- TASK TO CARRY OUT:
Rewrite the lines below as a numbered list, omitting any blank lines.
◆ ◆ ◆
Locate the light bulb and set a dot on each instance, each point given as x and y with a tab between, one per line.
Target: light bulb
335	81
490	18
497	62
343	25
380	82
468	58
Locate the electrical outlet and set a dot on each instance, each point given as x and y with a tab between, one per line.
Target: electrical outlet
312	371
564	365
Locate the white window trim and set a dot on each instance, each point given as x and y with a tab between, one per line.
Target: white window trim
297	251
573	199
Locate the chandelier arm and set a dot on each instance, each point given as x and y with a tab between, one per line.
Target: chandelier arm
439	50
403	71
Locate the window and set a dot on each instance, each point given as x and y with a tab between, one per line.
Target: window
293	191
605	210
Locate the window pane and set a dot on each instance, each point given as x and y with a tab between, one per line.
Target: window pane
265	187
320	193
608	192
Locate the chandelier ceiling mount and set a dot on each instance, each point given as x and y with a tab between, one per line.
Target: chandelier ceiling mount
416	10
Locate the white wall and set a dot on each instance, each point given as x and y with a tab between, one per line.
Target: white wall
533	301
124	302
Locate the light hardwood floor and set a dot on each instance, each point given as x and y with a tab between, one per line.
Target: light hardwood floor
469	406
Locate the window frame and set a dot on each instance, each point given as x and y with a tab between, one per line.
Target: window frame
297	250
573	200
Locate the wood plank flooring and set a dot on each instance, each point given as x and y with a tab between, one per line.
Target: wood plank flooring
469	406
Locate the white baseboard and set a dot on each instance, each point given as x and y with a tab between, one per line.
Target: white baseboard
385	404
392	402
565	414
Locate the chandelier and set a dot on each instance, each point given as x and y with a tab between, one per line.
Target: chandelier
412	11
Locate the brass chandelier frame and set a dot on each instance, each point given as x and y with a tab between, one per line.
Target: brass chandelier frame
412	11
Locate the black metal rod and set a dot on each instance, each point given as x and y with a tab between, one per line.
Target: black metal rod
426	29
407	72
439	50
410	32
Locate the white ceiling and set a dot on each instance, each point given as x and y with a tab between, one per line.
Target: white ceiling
◆ ◆ ◆
- RESPONSE TO THE TASK:
1. Locate the light bulb and set a dot on each instance, each point given as x and y with a tab between, one per line.
2. Target: light bulb
3. 335	81
4. 490	18
5. 497	62
6. 343	25
7. 380	82
8. 468	58
9. Locate the electrical outlet and set a dot on each instance, each point given as x and y with a tab between, one per line.
10. Target: electrical outlet
11. 312	371
12. 564	365
13. Locate the white window trim and set a dot on each instance, each point given as x and y with a tab between, one per line.
14. Target: white window trim
15. 297	251
16. 573	199
17. Locate the chandelier arm and set a dot on each instance, each point given as x and y with a tab between, one per line.
18. Target: chandelier arm
19. 439	50
20. 403	71
21. Locate the window and set a dot on each instance, each point given as x and y with a tab between, one per line.
22. Target: window
23. 293	191
24. 605	210
25. Locate the window pane and set a dot on each instance, each point given as x and y with a tab between, one per line.
26. Target: window pane
27. 265	187
28. 320	193
29. 608	192
30. Locate the chandelier ceiling mount and set a dot on each instance, each point given as x and y with a tab between, one per line.
31. Target: chandelier ceiling mount
32. 416	10
33. Locate the white wall and set a dot on each instance, each point given as x and y with a tab between, one per line.
34. Target: white wall
35. 533	301
36. 124	302
37. Locate the light hardwood floor and set a dot on each instance, each point given as x and y with a tab between, one per line.
38. Target: light hardwood floor
39. 469	406
40. Locate the window frame and set a dot on each instance, each point given as x and y with a tab between, one per line.
41. Target: window frame
42. 297	250
43. 573	200
44. Locate the wood plank flooring and set a dot on each instance, each point given as x and y with a tab between, one per line.
45. Target: wood plank flooring
46. 469	406
47. Locate the white baseboard and set a dot on each instance, each point given as x and y with a tab between, one per line.
48. Target: white baseboard
49. 385	404
50. 392	402
51. 565	414
52. Locate the chandelier and set a dot on each instance, each point given as x and y with a tab between, one per line.
53. Target: chandelier
54. 412	11
55. Locate the brass chandelier frame and set a dot on each instance, each point given as x and y with a tab between, one per line.
56. Target: brass chandelier frame
57. 412	11
58. Locate the black metal rod and set a dot on each instance, each point given as x and y with a tab between, one per line.
59. Target: black metal rod
60. 426	29
61. 407	72
62. 439	50
63. 410	32
64. Locate the white ceiling and set a dot on each instance, each point given as x and y with a tab between, one per line.
65. Target: white ceiling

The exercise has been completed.